— TRECHO PARA LEITURA —

══════

São muitos os obstáculos para se alcançar o sonhado trabalho remunerado não temporário científico-acadêmico. Primeiro, o mercado de trabalho é pequeno. Quem quer ser um cientista no Brasil, deve saber que as oportunidades são enxutas e a concorrência é forte. Segundo, deve-se ter uma dedicação fenomenal. Muitas vezes, trabalhamos por horas e dias seguidos, para terminar algo no prazo. Temos que publicar o máximo de artigos possível anualmente (sério, mal consigo publicar três artigos em um ano!). E terceiro, o caminho é longo...Muito longo. Bem, muitas pessoas têm sorte e conseguem o emprego dos sonhos ainda novo, lá no início dos seus 30 anos (sim! Com essa idade você é considerado muito novo na área científica-acadêmica!). Mas, a maioria dos cientistas só conseguem esse feito, perto ou depois dos seus 40 anos! E aí, é que vem o desespero...


Por que, então, seguir uma carreira tão difícil se, para alcançá-la, é necessário esperar por tanto tempo? Não estaríamos, nós, perdendo o nosso tempo? Seria por causa do dinheiro e status? Na verdade, para você ganhar bem e ter uma certa fama na sua área, são necessários anos e anos de persistência e dedicação (algo em torno de 10 e 15 anos, após a graduação). Você não ficará rico muito jovem e, muito menos, famoso.


Mas, nem sempre aqueles que seguem por esse caminho, continuam. Alguns desistem porque percebem que não possuem afinidade com essa carreira. Outros, se veem obrigados a deixar esse sonho, porque simplesmente sofrem com a pressão. Pressão da família, que fica cobrando por um emprego mais estável, pressão da sociedade, que vê os cientistas não empregados como eternos "alunos" e pressão individual, pois não conseguem começar a vida enquanto não tiverem um emprego certo. E, para piorar, não recebemos um bom valor para o qual estudamos e investimos tanto do nosso tempo, e muito menos temos qualquer direito trabalhista, como décimo terceiro, férias remuneradas e INSS (mais informações nesta discussão no twitter e neste vídeo).


Já os outros "loucos", que continuam a perseguir essa carreira, se agarram com unhas e dentes no trabalho, ou são iluminados demais para manter o otimismo vivo. Muitos, por amor à ciência. Alguns dos que trabalham muito, acabam se esquecendo da vida social e familiar, o que pode ser um perigo para se manterem sãos. Por isso, vários aspirantes a doutores, ou os já doutores, estão na estatística dos casos de depressão na academia.

══════

— EXERCÍCIO PROPOSTO A —
Liste os direitos trabalhistas que, segundo o trecho, os cientistas não têm.
— EXERCÍCIO PROPOSTO B —
De acordo com o trecho, quanto tempo após a graduação costuma ser preciso para ganhar bem e ter certa fama na área?
— EXERCÍCIO PROPOSTO C —
Reproduza do trecho a passagem que vai de "Mas, nem sempre" até "e neste vídeo).", incluindo ambos.

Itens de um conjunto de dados

══════

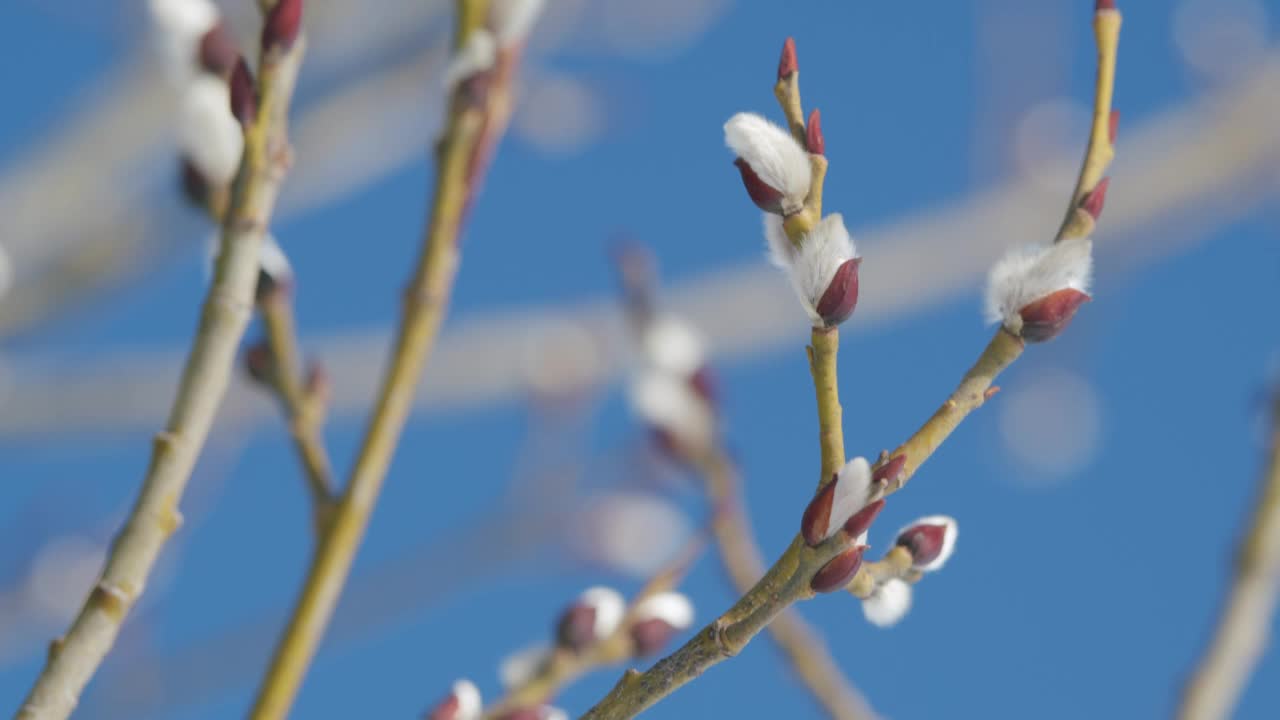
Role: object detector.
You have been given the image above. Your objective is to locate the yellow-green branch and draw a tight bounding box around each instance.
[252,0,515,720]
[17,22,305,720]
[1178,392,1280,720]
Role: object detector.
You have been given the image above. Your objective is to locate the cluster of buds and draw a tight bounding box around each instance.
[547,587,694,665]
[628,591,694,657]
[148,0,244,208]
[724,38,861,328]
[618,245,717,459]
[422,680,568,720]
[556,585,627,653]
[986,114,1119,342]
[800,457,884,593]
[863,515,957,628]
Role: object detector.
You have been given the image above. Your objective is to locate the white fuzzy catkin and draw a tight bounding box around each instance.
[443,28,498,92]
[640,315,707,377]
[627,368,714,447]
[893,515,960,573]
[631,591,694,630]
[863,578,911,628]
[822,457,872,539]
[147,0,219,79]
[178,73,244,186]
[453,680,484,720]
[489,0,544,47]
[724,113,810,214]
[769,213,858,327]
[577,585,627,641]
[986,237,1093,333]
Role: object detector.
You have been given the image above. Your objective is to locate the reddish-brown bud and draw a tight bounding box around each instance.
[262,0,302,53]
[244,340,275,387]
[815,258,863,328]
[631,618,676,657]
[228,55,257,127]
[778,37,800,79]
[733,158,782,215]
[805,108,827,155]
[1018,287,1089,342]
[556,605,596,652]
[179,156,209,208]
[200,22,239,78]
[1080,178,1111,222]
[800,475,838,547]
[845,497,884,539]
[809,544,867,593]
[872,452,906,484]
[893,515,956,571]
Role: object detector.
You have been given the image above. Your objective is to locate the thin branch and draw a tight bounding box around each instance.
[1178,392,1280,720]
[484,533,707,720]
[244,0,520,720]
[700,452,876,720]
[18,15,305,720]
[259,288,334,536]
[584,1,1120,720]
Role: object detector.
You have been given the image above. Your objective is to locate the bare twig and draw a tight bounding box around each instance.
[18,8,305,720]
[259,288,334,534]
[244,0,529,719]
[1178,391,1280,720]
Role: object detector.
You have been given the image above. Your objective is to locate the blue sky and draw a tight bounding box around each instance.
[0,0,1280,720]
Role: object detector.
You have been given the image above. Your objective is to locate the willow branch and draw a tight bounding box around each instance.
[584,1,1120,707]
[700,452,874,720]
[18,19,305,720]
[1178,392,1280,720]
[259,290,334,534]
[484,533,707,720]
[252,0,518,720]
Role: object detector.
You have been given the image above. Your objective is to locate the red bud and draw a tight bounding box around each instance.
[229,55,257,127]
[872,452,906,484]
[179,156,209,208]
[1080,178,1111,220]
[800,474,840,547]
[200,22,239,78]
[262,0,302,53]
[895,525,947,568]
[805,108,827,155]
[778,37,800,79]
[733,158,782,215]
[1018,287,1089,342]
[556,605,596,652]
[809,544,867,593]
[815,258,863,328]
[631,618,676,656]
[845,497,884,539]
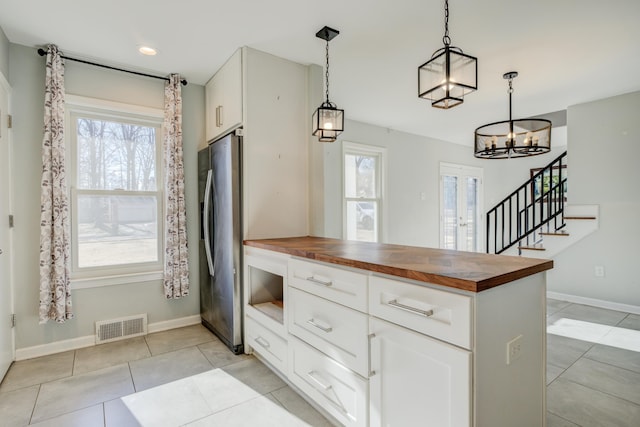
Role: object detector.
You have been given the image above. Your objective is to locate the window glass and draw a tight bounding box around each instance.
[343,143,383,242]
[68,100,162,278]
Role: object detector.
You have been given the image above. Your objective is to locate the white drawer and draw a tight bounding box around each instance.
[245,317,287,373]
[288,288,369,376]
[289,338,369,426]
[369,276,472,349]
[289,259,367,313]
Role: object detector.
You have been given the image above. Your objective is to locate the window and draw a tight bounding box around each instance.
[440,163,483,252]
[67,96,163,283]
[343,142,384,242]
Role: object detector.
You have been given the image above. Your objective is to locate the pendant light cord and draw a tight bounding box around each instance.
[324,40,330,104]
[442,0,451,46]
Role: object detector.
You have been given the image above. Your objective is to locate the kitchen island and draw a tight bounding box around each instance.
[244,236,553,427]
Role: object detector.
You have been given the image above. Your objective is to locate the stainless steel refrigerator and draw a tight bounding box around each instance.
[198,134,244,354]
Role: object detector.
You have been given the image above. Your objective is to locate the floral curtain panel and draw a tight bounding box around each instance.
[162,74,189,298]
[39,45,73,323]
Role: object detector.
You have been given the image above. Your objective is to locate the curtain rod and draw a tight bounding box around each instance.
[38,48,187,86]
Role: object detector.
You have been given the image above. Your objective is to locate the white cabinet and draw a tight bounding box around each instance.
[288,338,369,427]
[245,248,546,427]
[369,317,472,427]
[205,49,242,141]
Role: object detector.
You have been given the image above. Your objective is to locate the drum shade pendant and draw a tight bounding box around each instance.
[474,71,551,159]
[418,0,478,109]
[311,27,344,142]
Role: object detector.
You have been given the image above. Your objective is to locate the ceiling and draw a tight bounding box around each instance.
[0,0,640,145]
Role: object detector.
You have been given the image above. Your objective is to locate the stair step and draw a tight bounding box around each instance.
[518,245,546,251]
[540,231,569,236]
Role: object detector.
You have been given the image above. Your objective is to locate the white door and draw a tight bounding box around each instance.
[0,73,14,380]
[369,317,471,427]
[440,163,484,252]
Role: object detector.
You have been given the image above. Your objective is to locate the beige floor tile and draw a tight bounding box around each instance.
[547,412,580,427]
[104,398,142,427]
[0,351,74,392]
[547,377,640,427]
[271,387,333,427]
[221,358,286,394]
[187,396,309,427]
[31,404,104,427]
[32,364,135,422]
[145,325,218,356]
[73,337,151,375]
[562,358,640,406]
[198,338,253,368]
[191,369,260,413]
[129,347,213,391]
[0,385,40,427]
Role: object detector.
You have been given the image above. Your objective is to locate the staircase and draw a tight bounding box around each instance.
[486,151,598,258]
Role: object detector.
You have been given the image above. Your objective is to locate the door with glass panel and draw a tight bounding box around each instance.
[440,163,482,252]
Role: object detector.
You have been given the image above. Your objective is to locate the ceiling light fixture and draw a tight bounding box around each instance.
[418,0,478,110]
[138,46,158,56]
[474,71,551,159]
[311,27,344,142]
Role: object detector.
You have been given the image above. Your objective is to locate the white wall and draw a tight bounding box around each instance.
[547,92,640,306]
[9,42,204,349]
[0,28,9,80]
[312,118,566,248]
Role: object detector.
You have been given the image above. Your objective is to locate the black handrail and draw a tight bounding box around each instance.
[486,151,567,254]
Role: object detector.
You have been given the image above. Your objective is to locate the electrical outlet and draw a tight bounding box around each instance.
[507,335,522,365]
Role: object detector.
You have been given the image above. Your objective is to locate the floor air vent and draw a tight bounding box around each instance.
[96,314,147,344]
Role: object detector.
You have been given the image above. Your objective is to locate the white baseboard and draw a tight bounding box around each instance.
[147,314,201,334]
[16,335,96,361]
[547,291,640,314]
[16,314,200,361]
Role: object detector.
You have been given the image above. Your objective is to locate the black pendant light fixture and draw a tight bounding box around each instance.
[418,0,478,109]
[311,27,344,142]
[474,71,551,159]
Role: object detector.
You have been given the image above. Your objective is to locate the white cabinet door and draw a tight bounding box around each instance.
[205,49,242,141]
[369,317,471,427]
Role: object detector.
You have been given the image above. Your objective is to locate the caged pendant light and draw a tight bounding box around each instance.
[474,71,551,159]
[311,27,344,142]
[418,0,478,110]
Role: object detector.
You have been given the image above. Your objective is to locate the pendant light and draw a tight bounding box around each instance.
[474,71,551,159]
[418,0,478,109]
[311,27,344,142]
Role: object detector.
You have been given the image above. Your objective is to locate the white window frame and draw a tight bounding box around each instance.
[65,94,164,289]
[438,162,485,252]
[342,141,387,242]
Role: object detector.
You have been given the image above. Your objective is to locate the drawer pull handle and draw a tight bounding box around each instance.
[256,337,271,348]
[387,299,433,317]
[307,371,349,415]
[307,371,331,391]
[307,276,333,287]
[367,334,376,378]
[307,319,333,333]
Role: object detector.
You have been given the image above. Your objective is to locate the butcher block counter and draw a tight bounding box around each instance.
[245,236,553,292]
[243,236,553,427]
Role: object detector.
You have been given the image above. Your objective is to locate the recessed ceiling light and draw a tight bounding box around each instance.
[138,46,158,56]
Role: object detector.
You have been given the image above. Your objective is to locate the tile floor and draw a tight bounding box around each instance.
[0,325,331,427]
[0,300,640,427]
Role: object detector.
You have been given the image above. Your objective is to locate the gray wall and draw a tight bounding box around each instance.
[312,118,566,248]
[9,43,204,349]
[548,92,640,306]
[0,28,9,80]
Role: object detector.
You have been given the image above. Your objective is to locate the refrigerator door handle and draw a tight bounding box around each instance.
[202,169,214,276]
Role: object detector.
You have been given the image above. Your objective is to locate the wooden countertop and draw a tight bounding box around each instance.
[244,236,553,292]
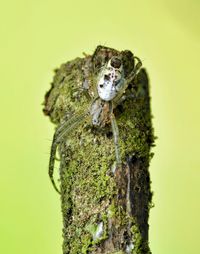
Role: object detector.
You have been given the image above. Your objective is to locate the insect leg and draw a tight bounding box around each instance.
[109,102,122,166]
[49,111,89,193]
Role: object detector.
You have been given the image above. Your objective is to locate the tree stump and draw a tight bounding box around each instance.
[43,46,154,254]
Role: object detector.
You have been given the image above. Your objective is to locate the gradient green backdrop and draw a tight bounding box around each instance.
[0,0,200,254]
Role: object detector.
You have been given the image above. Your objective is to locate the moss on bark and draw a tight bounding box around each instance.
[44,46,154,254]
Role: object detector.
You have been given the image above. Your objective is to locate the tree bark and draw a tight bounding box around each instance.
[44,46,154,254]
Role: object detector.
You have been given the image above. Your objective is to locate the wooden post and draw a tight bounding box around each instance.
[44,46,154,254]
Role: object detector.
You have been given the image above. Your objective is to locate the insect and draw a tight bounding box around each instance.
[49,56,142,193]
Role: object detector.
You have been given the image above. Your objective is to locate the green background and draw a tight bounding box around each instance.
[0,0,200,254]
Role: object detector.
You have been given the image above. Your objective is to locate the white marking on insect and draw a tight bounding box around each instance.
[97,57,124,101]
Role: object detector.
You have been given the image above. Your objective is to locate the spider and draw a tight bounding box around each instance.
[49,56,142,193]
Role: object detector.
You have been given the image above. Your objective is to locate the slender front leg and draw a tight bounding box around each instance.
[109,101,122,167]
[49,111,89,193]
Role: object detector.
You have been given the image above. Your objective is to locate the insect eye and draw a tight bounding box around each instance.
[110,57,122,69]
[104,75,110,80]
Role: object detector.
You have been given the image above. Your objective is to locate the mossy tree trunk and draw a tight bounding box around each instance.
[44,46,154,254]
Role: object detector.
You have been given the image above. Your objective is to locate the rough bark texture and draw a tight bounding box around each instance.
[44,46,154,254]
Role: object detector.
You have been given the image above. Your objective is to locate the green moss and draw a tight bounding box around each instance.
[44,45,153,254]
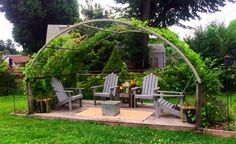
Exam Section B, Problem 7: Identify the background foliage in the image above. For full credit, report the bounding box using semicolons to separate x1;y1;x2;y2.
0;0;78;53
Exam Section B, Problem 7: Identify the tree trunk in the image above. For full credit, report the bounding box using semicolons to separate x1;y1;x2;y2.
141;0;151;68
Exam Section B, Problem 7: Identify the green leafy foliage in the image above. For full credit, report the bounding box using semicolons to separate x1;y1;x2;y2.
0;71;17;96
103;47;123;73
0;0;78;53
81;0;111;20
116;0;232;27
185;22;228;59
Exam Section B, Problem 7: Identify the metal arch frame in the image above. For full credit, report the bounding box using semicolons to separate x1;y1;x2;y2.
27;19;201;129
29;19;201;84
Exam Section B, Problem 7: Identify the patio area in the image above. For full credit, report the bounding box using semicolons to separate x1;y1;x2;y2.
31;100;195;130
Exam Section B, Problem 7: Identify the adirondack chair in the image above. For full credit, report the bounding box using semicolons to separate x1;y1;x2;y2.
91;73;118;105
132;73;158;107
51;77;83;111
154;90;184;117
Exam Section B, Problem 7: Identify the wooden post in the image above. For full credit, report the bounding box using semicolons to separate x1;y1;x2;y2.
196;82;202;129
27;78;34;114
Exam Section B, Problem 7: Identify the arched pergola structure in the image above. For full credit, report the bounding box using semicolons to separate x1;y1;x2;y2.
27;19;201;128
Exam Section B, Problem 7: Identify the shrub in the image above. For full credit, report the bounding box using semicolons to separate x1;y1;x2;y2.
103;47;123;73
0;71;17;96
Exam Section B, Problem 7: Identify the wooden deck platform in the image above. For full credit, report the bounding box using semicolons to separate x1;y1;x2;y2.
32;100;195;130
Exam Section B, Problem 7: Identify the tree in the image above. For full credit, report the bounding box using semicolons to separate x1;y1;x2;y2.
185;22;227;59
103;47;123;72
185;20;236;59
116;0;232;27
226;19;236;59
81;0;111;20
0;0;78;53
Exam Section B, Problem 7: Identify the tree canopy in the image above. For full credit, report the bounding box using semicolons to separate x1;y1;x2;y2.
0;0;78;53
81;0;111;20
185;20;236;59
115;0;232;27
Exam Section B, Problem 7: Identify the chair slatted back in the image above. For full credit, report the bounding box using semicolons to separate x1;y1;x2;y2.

══════

— RESULTADO DO EXERCÍCIO A —
Décimo terceiro, férias remuneradas e INSS.

— RESULTADO DO EXERCÍCIO B —
Algo em torno de 10 a 15 anos.

— RESULTADO DO EXERCÍCIO C —
Mas, nem sempre aqueles que seguem por esse caminho, continuam. Alguns desistem porque percebem que não possuem afinidade com essa carreira. Outros, se veem obrigados a deixar esse sonho, porque simplesmente sofrem com a pressão. Pressão da família, que fica cobrando por um emprego mais estável, pressão da sociedade, que vê os cientistas não empregados como eternos "alunos" e pressão individual, pois não conseguem começar a vida enquanto não tiverem um emprego certo. E, para piorar, não recebemos um bom valor para o qual estudamos e investimos tanto do nosso tempo, e muito menos temos qualquer direito trabalhista, como décimo terceiro, férias remuneradas e INSS (mais informações nesta discussão no twitter e neste vídeo).